**TEXTAUSZUG**
Deshalb ermutige ich Israel, sich keinem internationalen Druck zu beugen und in dieser Hinsicht entschlossen und beharrlich zu handeln. Es zahlt sich niemals aus, Terroristen oder deren politischen Fürsprechern nachzugeben, und ich hoffe, dass Israel, die EU und Herr Solana dieser Linie unbeirrt folgen werden und unbeirrt an ihrer Überzeugung festhalten, dass es nur vorangehen kann, wenn die Hamas auf Gewalt verzichtet und Israel anerkennt.

**VERFÜGBARE DATEN**
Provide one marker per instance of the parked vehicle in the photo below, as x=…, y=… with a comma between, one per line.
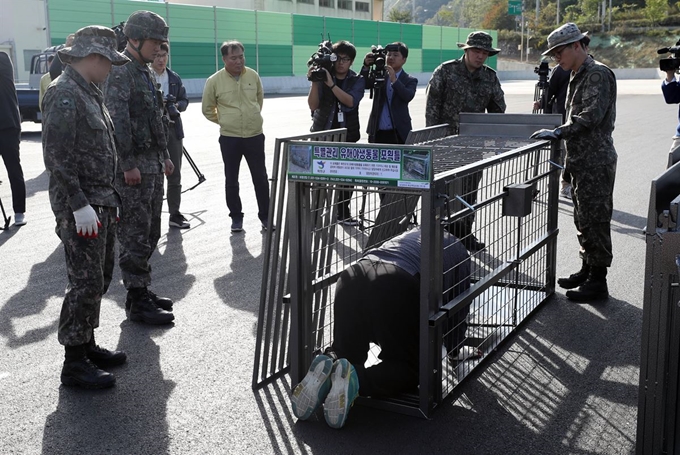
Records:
x=29, y=94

**AUFGABE**
Kopiere den Textauszug über Israel und die Hamas vollständig und wortgetreu.

**ERGEBNIS**
Deshalb ermutige ich Israel, sich keinem internationalen Druck zu beugen und in dieser Hinsicht entschlossen und beharrlich zu handeln. Es zahlt sich niemals aus, Terroristen oder deren politischen Fürsprechern nachzugeben, und ich hoffe, dass Israel, die EU und Herr Solana dieser Linie unbeirrt folgen werden und unbeirrt an ihrer Überzeugung festhalten, dass es nur vorangehen kann, wenn die Hamas auf Gewalt verzichtet und Israel anerkennt.